+++ DATA PROVIDED +++

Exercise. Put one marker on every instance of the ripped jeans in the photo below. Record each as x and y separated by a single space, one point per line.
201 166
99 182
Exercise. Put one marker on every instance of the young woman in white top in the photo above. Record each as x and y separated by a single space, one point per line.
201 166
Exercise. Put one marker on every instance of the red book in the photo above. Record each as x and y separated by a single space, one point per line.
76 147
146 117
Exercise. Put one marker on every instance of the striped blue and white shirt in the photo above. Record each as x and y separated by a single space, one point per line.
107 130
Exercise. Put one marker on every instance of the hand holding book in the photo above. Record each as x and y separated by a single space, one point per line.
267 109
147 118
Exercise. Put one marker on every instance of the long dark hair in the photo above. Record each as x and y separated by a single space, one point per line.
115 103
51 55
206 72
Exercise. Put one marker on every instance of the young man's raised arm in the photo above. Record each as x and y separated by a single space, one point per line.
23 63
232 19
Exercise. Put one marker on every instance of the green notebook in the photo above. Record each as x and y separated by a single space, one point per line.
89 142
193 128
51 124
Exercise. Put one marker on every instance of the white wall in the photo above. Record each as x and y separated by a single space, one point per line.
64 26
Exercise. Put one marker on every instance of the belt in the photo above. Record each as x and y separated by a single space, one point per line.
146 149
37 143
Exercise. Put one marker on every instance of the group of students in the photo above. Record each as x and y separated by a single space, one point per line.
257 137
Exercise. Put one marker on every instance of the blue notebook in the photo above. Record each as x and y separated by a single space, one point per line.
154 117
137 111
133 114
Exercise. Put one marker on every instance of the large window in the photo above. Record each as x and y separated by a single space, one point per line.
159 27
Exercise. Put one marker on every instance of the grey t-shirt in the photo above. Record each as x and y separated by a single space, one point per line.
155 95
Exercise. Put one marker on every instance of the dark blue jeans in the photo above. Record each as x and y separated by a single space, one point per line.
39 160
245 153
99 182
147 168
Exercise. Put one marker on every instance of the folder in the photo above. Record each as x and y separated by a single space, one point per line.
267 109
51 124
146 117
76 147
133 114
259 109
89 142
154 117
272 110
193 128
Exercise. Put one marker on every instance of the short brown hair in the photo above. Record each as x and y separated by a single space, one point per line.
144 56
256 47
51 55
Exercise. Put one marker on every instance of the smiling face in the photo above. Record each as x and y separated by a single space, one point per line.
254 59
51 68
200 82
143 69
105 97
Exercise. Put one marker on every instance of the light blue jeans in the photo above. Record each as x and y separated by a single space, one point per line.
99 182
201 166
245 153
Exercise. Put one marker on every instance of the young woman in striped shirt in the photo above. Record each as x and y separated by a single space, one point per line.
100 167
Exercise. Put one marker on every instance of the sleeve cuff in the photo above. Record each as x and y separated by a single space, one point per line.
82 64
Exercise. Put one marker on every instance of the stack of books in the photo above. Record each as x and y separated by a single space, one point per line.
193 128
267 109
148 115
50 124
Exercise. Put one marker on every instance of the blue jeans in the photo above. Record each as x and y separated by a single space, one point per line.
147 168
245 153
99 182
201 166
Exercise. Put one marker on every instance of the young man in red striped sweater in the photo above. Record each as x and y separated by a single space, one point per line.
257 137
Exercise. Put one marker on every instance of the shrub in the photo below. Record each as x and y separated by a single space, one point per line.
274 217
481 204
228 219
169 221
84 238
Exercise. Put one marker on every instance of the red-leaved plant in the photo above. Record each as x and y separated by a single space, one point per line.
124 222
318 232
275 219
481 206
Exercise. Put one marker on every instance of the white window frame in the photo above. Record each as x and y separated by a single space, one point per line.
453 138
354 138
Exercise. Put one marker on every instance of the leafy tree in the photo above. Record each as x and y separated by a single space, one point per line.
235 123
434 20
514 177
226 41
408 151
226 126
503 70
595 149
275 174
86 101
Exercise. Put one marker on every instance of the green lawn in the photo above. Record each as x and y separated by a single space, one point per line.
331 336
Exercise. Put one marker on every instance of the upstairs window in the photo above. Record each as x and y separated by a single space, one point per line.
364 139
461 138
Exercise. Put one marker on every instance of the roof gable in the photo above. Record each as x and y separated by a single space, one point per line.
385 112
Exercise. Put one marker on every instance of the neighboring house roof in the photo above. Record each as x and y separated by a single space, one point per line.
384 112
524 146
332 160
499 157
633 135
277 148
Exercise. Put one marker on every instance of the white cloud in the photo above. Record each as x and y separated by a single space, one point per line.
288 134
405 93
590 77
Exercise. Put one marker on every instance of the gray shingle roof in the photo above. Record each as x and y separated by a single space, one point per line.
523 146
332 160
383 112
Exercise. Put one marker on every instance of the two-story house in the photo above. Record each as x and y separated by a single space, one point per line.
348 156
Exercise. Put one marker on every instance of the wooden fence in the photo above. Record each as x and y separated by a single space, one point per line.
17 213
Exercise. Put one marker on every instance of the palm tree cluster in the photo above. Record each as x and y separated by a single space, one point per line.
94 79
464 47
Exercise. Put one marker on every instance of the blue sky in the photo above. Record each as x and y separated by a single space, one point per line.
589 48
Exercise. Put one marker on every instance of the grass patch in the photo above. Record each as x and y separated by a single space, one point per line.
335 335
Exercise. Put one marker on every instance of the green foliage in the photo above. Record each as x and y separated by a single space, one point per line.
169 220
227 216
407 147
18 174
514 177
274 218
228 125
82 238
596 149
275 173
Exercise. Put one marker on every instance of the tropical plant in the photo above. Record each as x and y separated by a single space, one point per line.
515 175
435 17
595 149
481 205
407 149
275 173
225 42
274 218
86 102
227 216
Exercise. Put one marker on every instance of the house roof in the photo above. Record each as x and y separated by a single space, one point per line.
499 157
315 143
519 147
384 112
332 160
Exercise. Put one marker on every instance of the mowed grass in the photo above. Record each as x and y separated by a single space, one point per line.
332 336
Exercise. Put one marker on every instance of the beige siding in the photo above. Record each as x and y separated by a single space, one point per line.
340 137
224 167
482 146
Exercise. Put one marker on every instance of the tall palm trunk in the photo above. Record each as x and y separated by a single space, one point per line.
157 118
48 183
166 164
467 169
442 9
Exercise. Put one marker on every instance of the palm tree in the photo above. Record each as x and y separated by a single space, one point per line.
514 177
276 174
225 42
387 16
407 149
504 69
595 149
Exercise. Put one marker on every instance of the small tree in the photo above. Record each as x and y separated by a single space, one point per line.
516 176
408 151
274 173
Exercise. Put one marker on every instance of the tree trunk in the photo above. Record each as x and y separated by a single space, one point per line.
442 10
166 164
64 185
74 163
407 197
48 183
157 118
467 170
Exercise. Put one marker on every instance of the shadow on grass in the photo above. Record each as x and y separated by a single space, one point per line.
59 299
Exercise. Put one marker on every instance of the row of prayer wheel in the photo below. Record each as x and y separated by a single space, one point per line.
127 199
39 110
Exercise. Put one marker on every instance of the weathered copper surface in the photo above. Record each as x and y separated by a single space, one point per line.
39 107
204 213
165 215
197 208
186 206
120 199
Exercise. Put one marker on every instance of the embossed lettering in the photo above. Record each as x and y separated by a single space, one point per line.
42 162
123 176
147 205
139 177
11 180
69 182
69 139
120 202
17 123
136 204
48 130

+++

Output the data in full, please, exactly as written.

> **TASK SOLUTION**
Exercise. Put one marker on every instance of the ripped jeans in the photo below. Record each as x and y separated by a single space, one point per line.
201 166
99 182
Exercise. Put one marker on every instance of the young woman in white top in the photo above. Record each as x and y separated by a single space, one point per line.
201 166
Exercise. Put one marker on every instance of the red book in the photo above. Record each as x and y separated by a single space, one point per line.
76 147
146 117
Exercise. Put one marker on every instance of the striped blue and white shirt in the photo above. Record each as x and y separated by a single space, one point per line.
107 130
Exercise. Put one marker on every instance of the hand holding book in the photo above. Record each as x and y separated by a single space, one point per line.
267 109
147 118
Exercise. Put one marker on every instance of the long dark hair in the photo above. Record each as x and y separated by a single space, one point per line.
115 103
51 55
206 72
Exercise. Put one marker on every instance of the young man's raised arm in the photo above. Record each as x and y separated by a single space, one point per line.
23 63
232 19
Exercise. Put one marker on every instance of the green notebook in the photo above. Record each as x and y separated by a single space, one point per line.
89 142
193 128
51 124
Exercise. Put one marker on every instance of the white wall in the photo above. Record each as x and y separated by a single space, one point per line.
64 26
Exercise. Put one marker on every instance of the belt in the photo above. Record each as x and y separated by a single space, one point per line.
146 149
37 143
Exercise. Put one marker on every instance of the group of students in the photo above. Record each as x and y separated by a single space, one point per line.
257 137
Exercise. Put one marker on every instance of the blue notebook in the photo above. Record each as x and y separated by a single space, one point per line.
154 117
137 111
133 114
Exercise. Put one marker on every instance of the large window in the photo above. Record each as x and y separated by a single space, one point per line.
159 27
Exercise. Put one marker on every instance of the grey t-shirt in the photo above. Record each as x and y separated by a single space, one point per line.
155 95
Exercise. Put one marker on every instance of the dark blue jeans in the photo above. Record each as x and y separated by a single space, one point per line.
39 160
245 153
99 182
147 168
Exercise. Put one marker on every instance of the folder in the photo above. Record each as x and y separated by a single space, one point per line.
267 109
51 124
146 117
76 147
133 114
259 109
89 142
154 117
272 110
193 128
Exercise. Put one marker on every instance of the short brown hair in the photo above. Record each as x and y separated by a single space, one point per line.
144 56
256 47
51 55
Exercise. Put one marker on every instance of the smiling face in the photo above. Record each as x and y separated by a single space, one point per line.
254 59
51 68
200 82
143 69
105 97
Exercise. Put one marker on every instance of the light blue jeans in the photo above. Record each as x and y separated by a single space, one point per line.
99 182
201 166
245 153
Exercise. Put one marker on every instance of the young woman in striped shirt in the photo above. Record each as x and y separated by a single space, one point per line.
100 167
Exercise. Put one marker on every instance of the sleeve cuff in the photo above. Record each as x and y separated by a single space, one point per line.
82 64
Exercise. Put one marker on every instance of the stack of books in the photo above. Record each as x and y separated by a single space, one point per line.
193 128
267 109
148 115
50 124
Exercise. Put one marker on every instance of the blue jeans in the photo above. Record each as x and y separated by a single space, one point per line.
147 168
245 153
99 182
201 166
Exercise. Put one marker on every instance of the young man in red striped sweater in the photo above. Record each as x and y separated by a single space, one point per line.
257 137
Exercise. Put one marker on every instance of the shrub in the photo below. Record each as x and y separated by a single space, one point per line.
274 217
481 204
228 219
169 221
84 238
Exercise. Put one marker on every instance of the red-leaved plant in the photo above. Record each as x and y separated by a single space, one point per line.
124 222
318 232
275 219
481 206
Exercise. Put one marker on every instance of the white window frame in the photo above. Record each as x and y separated by a single space, one point per line.
453 138
354 138
Exercise. Put one marker on every instance of the leafy tree in the photo above. Record each as x and y separated by a single space, one point per line.
235 123
434 20
514 177
226 41
408 151
226 126
503 70
595 149
275 174
86 101
Exercise. Put one marker on every instance of the green lawn in the photo above. Record each as x and y separated by a single space, one point per line.
331 336
Exercise. Put one marker on every instance of the upstairs window in the photo above. Record each as x and y separated by a single space, one point per line.
364 139
461 138
Exercise. Put one marker on every instance of the roof gable in the photo above. Record each as x and y separated by a single space, one point per line.
385 112
Exercise. Put one marker on every instance of the neighboring house roof in the photo above. Record each as x and y separated by a single space, one point per line.
384 112
524 146
332 160
499 157
633 135
277 148
Exercise. Put one marker on every instance of the white cloud in the photo above. Record each as x and y separated by a single space, one point per line.
288 134
405 93
590 77
Exercise. Put one marker on every instance of the gray shingle roof in the photo above. Record each as x and y separated by a single space, one point per line.
523 146
332 160
383 112
Exercise. Put one marker on every instance of the two-story house in the photo above. Record each as x and y separated by a single space, one point per line.
348 156
Exercise. Put one marker on every instance of the wooden fence in the photo above. Record each as x and y separated by a single space, one point per line.
17 213
Exercise. Put one marker on every instance of the palm tree cluster in the photo above. Record each as x and y separated by a single space, one point per line.
94 79
464 47
Exercise. Put one marker on every instance of the blue sky in the photo above. Record each as x and y separated by a single space, one point per line.
589 48
Exercise. Put one marker on every instance of the grass patch in the photo above. Record each as x and y separated by a single space, one point per line.
335 335
Exercise. Put one marker on every instance of the green foliage in the photo above. Record each as x and y separated by a single space, one point per line.
169 220
227 216
407 147
18 174
514 177
274 218
228 125
82 238
596 149
275 173
Exercise. Put one marker on every instance of the tropical plant in the photo above. Record each as x and y separated by a single space, one point per line.
515 175
435 17
595 149
481 205
407 149
275 173
225 42
274 218
86 102
227 216
Exercise. Put one marker on every instance of the house roof in the photo above. Record each as x and y separated by a single space, one point per line.
499 157
315 143
519 147
384 112
332 160
Exercise. Put one marker on every instance of the mowed grass in the photo above. Record each as x and y separated by a single space, one point per line.
332 336
Exercise. Put one marker on every instance of the beige siding in the photo above. Record each as x and y separated by a single space, one point per line.
340 137
224 167
482 146
Exercise. Put one marker on every instance of the tall palm trunk in the photo above. Record each as x and y separated by a single space, one point per line.
157 118
48 183
166 164
467 169
442 9
Exercise. Put one marker on every instance of the palm tree in the photo above. Record each as x and y separated by a single space, one point per line.
514 177
276 174
225 42
387 16
407 149
504 69
595 149
Exercise. Put one marker on every instance of the small tree in the photo above. Record each as x and y separated by a single space, one point per line.
516 176
408 151
274 173
Exercise. Put one marker on every instance of the tree trunk in the photo above. Record each as x and y separated by a single space, one point per line.
442 10
166 164
64 185
74 163
407 197
48 183
157 118
467 170
Exercise. Put one marker on every instance of the shadow on grass in the photo above. Record each as x and y separated by a single space, one point per line.
59 299
Exercise. Put one marker on every instance of the row of prayer wheel in the photo below. Record each as x and y separated by a single space, one point per line.
127 199
39 110
Exercise. Put one marker on every instance of the weathered copper surface in the photo above. Record each as x and y separated by a single space, one point per line.
39 107
204 213
165 215
197 208
186 206
120 199
Exercise. Put one marker on every instance of the embossed lettering in the photo above. Record each as x and y separated by a single space, one point per line.
42 162
123 176
147 205
139 177
11 180
69 182
69 139
120 202
17 123
136 204
48 130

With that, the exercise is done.